--- Task goal ---
Copy each line of the following material exactly.

--- Exercise data ---
((

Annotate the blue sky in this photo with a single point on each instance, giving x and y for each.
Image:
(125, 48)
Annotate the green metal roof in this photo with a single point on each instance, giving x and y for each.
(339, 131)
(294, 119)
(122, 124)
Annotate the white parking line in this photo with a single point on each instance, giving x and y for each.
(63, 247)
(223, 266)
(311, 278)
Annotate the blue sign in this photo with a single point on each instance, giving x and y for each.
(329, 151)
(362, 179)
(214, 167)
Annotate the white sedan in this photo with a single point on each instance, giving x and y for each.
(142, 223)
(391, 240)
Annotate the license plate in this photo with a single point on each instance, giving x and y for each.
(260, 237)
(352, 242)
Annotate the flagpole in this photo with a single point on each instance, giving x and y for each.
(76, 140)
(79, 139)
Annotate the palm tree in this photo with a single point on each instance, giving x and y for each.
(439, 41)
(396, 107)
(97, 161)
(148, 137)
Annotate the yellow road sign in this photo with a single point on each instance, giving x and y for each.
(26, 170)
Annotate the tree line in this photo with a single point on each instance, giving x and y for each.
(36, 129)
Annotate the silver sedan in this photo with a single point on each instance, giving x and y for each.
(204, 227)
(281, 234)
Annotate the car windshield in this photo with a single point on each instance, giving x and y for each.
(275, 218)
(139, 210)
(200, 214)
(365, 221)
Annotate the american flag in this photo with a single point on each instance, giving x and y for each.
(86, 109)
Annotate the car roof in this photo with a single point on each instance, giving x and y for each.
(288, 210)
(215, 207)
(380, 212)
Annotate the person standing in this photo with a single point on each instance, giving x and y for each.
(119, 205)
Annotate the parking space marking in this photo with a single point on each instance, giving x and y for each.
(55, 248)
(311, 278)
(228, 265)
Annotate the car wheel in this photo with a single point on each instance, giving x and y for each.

))

--- Exercise solution ---
Annotate the blue sky in this photo with a single point on each instance, giving x and y for each.
Image:
(125, 48)
Annotate the green metal roof in this photo with a single point on each instance, giving x and y for each.
(339, 131)
(294, 119)
(122, 124)
Annotate the white parking line in this photo with a single point on each instance, giving x and y for each.
(63, 247)
(223, 266)
(311, 278)
Annotate the blue sign in this photo with a single point on each instance, giving x and y for each.
(329, 151)
(362, 179)
(214, 167)
Annotate the white sedan in this photo with a single point on each instance, giving x and y for each.
(142, 223)
(391, 240)
Annotate the license plate in this photo with a single point on each instance, giving x and y for each.
(260, 237)
(352, 242)
Annotate the flagpole in this photo with a single point on each instance, giving x and y for each.
(76, 140)
(79, 139)
Annotate the palm tree in this photo with a single point on each instance, giving x and y for each.
(439, 41)
(396, 107)
(97, 161)
(148, 137)
Annotate the yellow road sign in this photo with a single point on each instance, giving x and y for each.
(26, 170)
Annotate the tree line in this photo with a single point on each instance, giving x and y for each.
(36, 129)
Annotate the silver sedan in this photo with a single point on each instance, giving x and y for each.
(204, 227)
(281, 234)
Annotate the car windshield in this photo with a single point on each instance, giving x and y for each.
(275, 218)
(139, 210)
(200, 214)
(365, 221)
Annotate the american flag in this photo with a single point on each instance, giving x and y for each.
(86, 109)
Annotate the car roof in this photo with a single point on each instance, giving x and y for each.
(288, 210)
(215, 207)
(380, 212)
Annotate the person standing in this photo with a single point on each instance, giving x and y for each.
(119, 205)
Annotate the parking space marking in this photo with a single point on each instance, giving x and y for each.
(55, 248)
(311, 278)
(228, 265)
Annotate the car wheel in this photo with a single point on each instance, giving x and y for each.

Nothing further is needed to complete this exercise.